= London Falling =

Comic strip

London Falling is a strip published in June-July 2006 in the British comics magazine 2000 AD, created by writer Simon Spurrier and artist Lee Garbett. It explores bogeymen from English folklore and mythology wreaking havoc in a modern-day setting.

The title is a play on the Clash's 1979 album London Calling.

==Characters==

The characters all draw heavily on mythology, especially the folklore from north west Europe. They include:

- Jack Capelthwaite is a family man just getting on with his life but his old life is going to catch up with him as Capelthwaite is a shapeshifting monster, a bogeyman.

- _Dataset extract_:
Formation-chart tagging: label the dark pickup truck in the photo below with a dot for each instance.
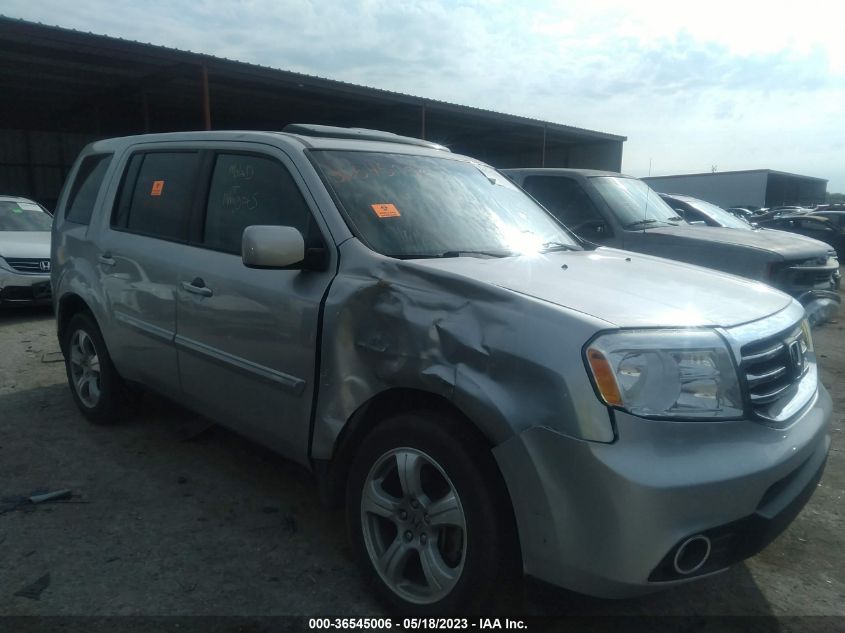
(610, 209)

- _The tasks_:
(a) According to the London Falling article, what is the comic strip's title a play on?
(b) Extend the London Falling article past its last sentence.
The listing plays no part in this work.

- _Expected answers_:
(a) It plays on the Clash's 1979 album London Calling.

(b)
- Black Shuck is the leader of the gang and his name comes from the East Anglian version of the black dog
- Hedley Kow, a form of Elf or Hobgoblin , shown in the story as a shapeshifting monster
- Jenny Greenteeth
- Peter Struwwel, a character from a 19th-century German children's picture book authored by Heinrich Hoffman
- The Tailor, a bogeyman from The Story of Little Suck-a-Thumb from the same book
- Tommy Rawhead is an Irish hobgoblin with a taste for children
- Black Annis
- Cailleach Bheur
- Dando the Huntsman, a Cornish priest connected with ideas of the Wild Hunt
- Bucco-Boo, a kind of Bogeyman (presumably the name coming via bugaboo)
- Mujina is a Japanese bogeyman, that can take on the form seen in the series, a faceless ghost
- Horndon Worm was a dragon from East Horndon who was killed by James Tyrrell (who also appears in the series) using mirror polished armour

== Appearances ==

Each episode of London Falling is given an individual title:
- Part 1: City Folk (in 2000AD #1491)
- Part 2: Loredogs (in 2000AD #1492)
- Part 3: Let Me Take You By The Hand (in 2000AD #1493)
- Part 4: That Go Bump (in 2000AD #1494)
- Part 5: Smoke and Mirrors (in 2000AD #1495)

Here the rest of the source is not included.